_WHAT YOU ARE ASKED TO DO_
The expected output is each line in the data below that includes the string "metal".

EXTRACTED DATA below:

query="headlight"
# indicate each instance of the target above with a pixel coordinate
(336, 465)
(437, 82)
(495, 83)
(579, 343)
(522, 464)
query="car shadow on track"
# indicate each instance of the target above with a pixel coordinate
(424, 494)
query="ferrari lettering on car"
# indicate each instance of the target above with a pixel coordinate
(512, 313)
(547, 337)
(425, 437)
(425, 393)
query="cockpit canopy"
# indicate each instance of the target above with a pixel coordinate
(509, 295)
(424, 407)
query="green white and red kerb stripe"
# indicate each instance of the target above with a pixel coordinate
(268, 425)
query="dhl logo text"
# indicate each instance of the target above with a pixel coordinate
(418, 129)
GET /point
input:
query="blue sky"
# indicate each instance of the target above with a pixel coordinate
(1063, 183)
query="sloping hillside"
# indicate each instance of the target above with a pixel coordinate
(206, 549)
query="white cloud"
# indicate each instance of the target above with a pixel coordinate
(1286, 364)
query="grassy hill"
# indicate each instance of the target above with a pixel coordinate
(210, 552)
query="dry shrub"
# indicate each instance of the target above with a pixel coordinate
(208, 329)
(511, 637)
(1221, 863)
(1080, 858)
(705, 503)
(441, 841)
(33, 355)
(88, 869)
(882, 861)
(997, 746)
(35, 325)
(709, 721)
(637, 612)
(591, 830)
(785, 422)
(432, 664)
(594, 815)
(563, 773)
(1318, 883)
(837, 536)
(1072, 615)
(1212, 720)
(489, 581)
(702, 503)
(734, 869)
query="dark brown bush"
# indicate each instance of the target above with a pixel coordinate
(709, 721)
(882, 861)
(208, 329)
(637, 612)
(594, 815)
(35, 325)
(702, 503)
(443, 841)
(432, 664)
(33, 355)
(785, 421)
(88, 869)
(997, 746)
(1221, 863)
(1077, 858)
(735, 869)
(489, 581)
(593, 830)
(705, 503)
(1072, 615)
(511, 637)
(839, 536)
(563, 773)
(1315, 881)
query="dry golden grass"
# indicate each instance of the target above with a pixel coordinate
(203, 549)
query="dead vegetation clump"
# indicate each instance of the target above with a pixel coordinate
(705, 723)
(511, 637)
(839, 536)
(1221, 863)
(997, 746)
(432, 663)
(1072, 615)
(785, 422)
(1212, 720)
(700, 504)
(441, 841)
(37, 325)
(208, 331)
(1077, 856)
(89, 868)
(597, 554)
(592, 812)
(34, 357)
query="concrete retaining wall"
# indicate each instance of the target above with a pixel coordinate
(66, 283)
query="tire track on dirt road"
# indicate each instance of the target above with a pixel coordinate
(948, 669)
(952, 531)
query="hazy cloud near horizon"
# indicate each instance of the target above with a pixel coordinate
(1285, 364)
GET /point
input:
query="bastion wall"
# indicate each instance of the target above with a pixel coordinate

End of EXTRACTED DATA.
EXTRACTED DATA below:

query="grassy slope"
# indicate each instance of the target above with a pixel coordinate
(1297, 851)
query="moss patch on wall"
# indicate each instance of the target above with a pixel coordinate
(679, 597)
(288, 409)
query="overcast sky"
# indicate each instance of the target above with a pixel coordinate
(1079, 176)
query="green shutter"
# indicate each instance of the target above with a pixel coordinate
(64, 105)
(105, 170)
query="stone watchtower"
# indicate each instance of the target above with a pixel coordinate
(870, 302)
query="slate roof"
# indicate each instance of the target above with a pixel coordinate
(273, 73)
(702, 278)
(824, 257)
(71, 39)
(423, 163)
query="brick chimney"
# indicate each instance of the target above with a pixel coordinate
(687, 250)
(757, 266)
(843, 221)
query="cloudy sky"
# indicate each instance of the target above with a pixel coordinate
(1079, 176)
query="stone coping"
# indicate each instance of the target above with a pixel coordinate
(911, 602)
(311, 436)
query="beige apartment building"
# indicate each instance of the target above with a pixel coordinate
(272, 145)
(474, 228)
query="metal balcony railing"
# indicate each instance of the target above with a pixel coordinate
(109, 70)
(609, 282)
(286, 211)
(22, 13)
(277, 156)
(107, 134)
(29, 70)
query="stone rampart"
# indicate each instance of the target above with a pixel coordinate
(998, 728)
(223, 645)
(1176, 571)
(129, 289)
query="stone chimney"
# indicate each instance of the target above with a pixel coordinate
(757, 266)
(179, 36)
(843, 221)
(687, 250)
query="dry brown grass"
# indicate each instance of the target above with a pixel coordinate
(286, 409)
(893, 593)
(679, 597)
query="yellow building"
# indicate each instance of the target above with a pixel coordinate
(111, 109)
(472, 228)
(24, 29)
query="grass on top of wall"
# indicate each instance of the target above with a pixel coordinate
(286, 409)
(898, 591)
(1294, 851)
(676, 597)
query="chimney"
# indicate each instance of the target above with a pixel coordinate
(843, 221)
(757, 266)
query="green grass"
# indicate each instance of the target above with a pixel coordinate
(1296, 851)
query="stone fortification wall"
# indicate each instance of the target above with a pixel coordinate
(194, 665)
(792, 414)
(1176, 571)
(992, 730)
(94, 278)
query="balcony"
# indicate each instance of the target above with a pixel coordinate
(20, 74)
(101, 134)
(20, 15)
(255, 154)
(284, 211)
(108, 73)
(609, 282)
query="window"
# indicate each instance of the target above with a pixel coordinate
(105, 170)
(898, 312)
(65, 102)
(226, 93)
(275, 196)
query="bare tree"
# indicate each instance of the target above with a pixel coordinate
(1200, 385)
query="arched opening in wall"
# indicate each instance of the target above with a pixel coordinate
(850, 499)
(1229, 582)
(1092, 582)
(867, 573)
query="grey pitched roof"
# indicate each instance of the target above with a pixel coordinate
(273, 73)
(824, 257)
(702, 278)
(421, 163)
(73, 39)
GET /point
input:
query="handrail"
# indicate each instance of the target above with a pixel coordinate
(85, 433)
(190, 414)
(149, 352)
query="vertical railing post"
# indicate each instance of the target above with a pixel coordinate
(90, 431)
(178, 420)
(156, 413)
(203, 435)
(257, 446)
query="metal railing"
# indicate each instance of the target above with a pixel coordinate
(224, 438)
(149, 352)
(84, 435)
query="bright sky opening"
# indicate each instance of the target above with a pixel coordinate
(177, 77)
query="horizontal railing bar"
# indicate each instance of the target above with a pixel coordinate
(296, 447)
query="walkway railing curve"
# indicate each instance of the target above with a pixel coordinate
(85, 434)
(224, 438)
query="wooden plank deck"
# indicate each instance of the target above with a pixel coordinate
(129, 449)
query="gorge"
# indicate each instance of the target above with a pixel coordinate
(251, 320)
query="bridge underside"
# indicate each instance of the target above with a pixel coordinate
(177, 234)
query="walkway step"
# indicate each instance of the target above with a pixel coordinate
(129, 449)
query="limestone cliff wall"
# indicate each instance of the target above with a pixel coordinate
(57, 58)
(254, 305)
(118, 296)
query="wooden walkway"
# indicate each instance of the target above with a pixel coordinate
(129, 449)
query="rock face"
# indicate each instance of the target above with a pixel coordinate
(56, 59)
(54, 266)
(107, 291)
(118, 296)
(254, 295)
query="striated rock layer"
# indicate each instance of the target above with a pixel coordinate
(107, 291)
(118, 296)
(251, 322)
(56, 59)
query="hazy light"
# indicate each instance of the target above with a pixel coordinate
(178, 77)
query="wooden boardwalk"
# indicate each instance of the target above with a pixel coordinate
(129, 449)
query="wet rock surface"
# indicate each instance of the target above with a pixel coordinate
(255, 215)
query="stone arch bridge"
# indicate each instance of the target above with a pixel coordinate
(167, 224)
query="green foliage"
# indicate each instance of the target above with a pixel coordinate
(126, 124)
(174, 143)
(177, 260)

End of EXTRACTED DATA.
EXTRACTED DATA below:

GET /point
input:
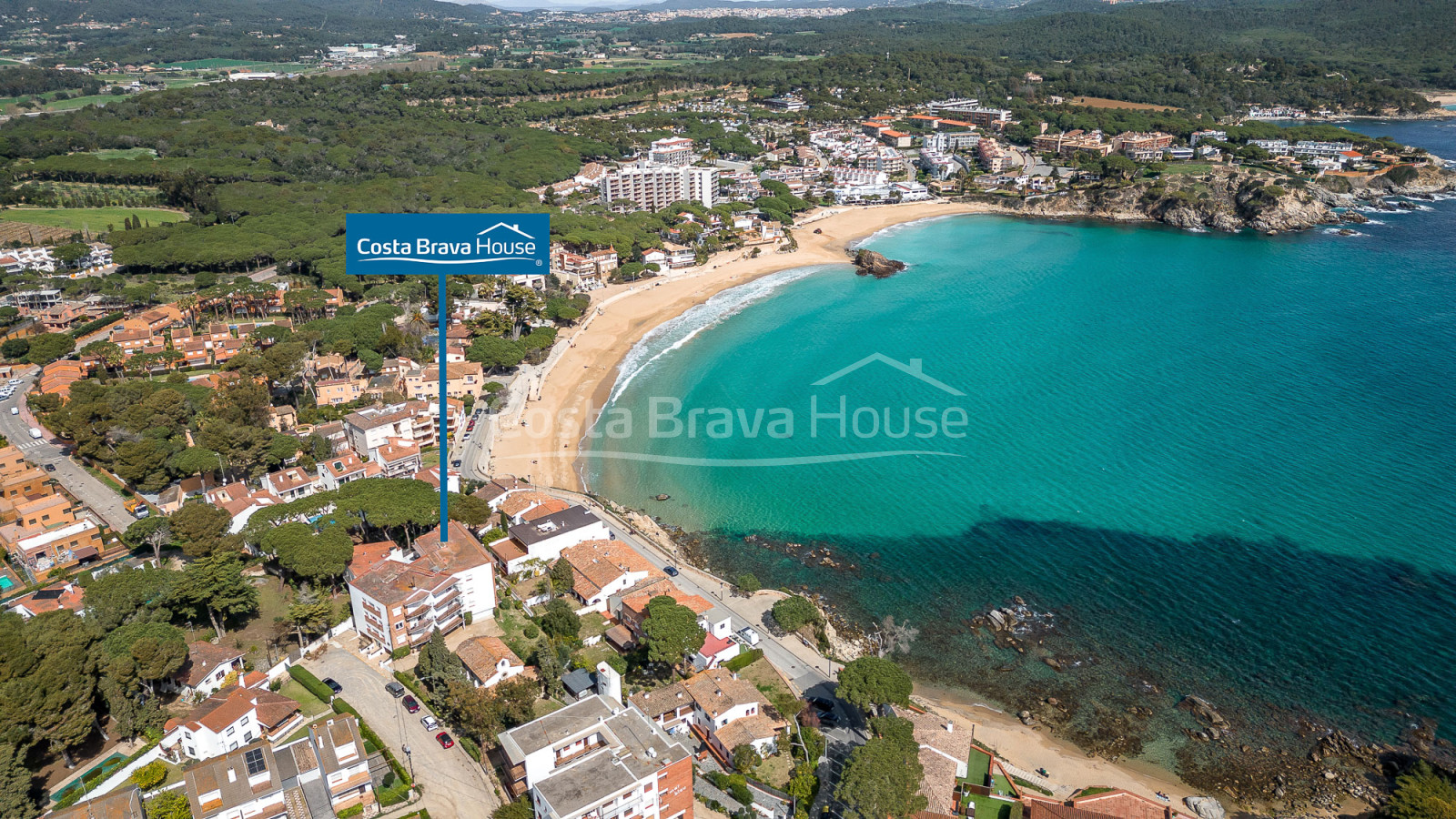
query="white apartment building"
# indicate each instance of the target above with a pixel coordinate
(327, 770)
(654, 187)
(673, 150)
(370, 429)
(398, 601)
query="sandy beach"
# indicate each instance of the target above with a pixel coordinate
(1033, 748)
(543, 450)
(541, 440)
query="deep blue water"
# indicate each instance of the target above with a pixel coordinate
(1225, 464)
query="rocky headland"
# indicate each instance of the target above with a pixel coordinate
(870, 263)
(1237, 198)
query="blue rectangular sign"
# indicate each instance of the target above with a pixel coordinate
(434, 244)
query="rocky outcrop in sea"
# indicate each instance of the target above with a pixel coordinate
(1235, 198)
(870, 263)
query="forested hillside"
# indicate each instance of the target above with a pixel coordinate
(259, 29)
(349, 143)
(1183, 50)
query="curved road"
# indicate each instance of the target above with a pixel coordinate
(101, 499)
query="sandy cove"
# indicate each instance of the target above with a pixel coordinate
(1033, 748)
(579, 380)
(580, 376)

End of EXTRACTED DATA.

_REPLY TO THE EXERCISE_
query="metal balcony railing"
query="metal railing"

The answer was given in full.